*Aufgabenstellung:* Geben Sie aus dem Testbericht zum E-Bike den Abschnitt wortgetreu wieder, der bei „Das Erste, was“ beginnt und bei „selbst absolut lautlos.“ endet.

Das Erste, was man beim Losfahren merkt, ist, wie unauffällig die Motorunterstützung erfolgt – Motor- und Eigenleistung scheinen miteinander zu verschmelzen. Achtet man darauf, kann man das Einsetzen des Motors zwar bemerken, es erfolgt jedoch sehr sanft und effizient. Beim Überschreiten der 25 km/h Grenze fällt es sehr schwer zu spüren, wann der Motor sich wirklich ausklinkt. Ein gutes Indiz dafür, wie stark und effizient die Unterstützung erfolgt, ist, dass wir den Test auf über 1500 hm durchführten, jedoch niemand Probleme mit der Höhe bekam. Die unter einer Abdeckung versteckten Umlenkrollen verursachen leider deutlich hörbare Geräusche, die stark an Kettenführungen der ersten Generation erinnern – man kann sich jedoch daran gewöhnen. Zudem ist der Motor selbst absolut lautlos.
Uphill
Eine Ausfahrt beinhaltete einen etwa einstündigen, 300 hm umfassenden Anstieg. Insbesondere abseits der Straße wusste das Rocky Mountain Altitude Powerplay dabei zu beeindrucken. Die SRAM EX1-Schaltung sorgte für weiche und präzise Gangwechsel und dank des sacht einsetzenden Motors konnte man auch in steilen Passagen problemlos anfahren. Verglichen mit anderen verbreiteten Antriebssystemen ist die Reaktionszeit des Powerplay-Motors sehr gut, wodurch wir niemals das Gefühl hatten, in technischen Sektionen im Stich gelassen zu werden.
Durch den für ein E-Bike kurzen Hinterbau, bewältigt das Altitude Powerplay Uphill-Serpentinen leicht und verspielt. Andererseits konnten wir keinen wirklichen Nachteil durch den eher flachen Lenkwinkel spüren, denn das Bike gehorchte willig und flüssig auf unsere Lenkimpulse. Das Fahrwerk hinterließ auch in Uphills einen guten Eindruck, allerdings konnten wir kaum Unterschiede zwischen den Modi “Offen” und “Trail” spüren – wir würden etwas mehr Zeit auf dem Rad benötigen, um diesen Eindruck zu verifizieren. Im Uphill lässt sich das Rad am besten als unauffällig beschreiben, die Unterstützung erfolgt so sacht und effizient, dass man teilweise vergessen kann, auf einem E-Bike unterwegs zu sein. Wer Wheelies gut beherrscht, kann mit dem Altitude Powerplay eine Menge Spaß haben – vermutlich kann man den ganzen Berg ohne Probleme auf dem Hinterrad erklimmen.
Wie bereits erwähnt, war es uns nicht möglich die Batterielaufzeit entsprechend auf die Probe zu stellen. Am Ende des Tages teilte uns die in 8 Stufen unterteilte Batterieanzeige mit, dass wir in etwa 30 % der Ladung verbraucht hatten. Man sollte sich jedoch immer in Erinnerung rufen, dass die Reichweite von vielen Faktoren wie Fahrergewicht, Temperatur, Oberfläche, Streckenprofil, etc. abhängt, sodass wir aktuell noch nicht kommentieren können, inwiefern diese durch die größere 632 Wh Batterie erhöht wird.

*Datensatzauszüge:*
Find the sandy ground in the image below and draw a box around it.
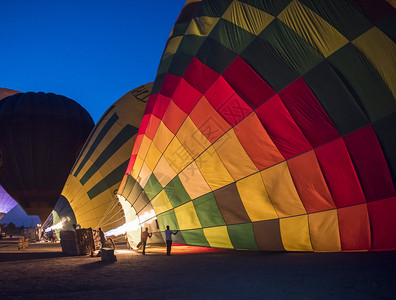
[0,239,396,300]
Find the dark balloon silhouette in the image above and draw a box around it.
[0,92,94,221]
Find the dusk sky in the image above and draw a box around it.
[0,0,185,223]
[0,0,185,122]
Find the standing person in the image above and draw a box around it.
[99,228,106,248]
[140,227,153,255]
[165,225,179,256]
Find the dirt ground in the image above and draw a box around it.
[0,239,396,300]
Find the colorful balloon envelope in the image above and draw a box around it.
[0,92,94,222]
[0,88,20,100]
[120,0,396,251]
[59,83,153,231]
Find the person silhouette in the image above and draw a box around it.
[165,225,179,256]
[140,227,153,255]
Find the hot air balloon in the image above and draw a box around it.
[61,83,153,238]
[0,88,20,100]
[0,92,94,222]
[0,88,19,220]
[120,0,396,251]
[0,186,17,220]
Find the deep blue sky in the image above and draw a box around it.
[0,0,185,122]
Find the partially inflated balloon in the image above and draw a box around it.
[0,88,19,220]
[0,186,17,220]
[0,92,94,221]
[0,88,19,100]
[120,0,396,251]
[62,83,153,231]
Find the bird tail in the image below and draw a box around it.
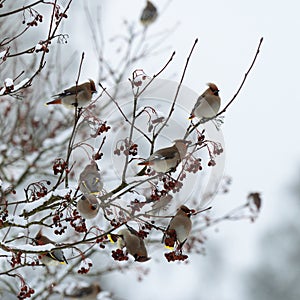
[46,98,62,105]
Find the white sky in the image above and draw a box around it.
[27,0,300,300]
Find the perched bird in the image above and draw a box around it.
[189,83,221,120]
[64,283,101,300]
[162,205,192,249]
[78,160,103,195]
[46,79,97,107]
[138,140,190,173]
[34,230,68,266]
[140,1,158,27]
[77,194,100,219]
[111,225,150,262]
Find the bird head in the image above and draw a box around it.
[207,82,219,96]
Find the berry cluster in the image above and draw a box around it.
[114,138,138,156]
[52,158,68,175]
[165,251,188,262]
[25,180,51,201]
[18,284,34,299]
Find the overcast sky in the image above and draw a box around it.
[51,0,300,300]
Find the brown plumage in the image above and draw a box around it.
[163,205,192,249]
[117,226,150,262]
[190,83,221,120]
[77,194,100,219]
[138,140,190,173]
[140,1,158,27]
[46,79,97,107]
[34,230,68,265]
==
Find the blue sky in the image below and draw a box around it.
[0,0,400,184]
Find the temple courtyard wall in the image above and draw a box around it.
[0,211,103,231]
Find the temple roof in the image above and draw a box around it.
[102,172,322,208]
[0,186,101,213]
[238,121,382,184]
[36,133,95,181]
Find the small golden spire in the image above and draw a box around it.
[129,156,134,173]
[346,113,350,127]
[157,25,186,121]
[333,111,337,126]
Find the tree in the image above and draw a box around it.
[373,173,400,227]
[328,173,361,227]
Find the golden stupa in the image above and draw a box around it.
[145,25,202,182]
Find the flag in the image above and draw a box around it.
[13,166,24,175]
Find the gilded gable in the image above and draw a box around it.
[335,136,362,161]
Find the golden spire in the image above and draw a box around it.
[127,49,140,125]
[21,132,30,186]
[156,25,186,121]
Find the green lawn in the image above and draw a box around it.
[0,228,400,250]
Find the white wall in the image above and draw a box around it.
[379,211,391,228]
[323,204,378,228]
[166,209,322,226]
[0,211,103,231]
...
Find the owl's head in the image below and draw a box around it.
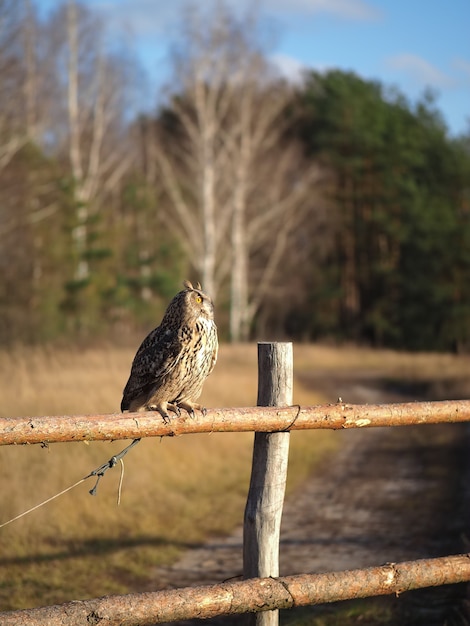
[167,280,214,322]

*Schriftliche Antwort:*
Das Erste, was man beim Losfahren merkt, ist, wie unauffällig die Motorunterstützung erfolgt – Motor- und Eigenleistung scheinen miteinander zu verschmelzen. Achtet man darauf, kann man das Einsetzen des Motors zwar bemerken, es erfolgt jedoch sehr sanft und effizient. Beim Überschreiten der 25 km/h Grenze fällt es sehr schwer zu spüren, wann der Motor sich wirklich ausklinkt. Ein gutes Indiz dafür, wie stark und effizient die Unterstützung erfolgt, ist, dass wir den Test auf über 1500 hm durchführten, jedoch niemand Probleme mit der Höhe bekam. Die unter einer Abdeckung versteckten Umlenkrollen verursachen leider deutlich hörbare Geräusche, die stark an Kettenführungen der ersten Generation erinnern – man kann sich jedoch daran gewöhnen. Zudem ist der Motor selbst absolut lautlos.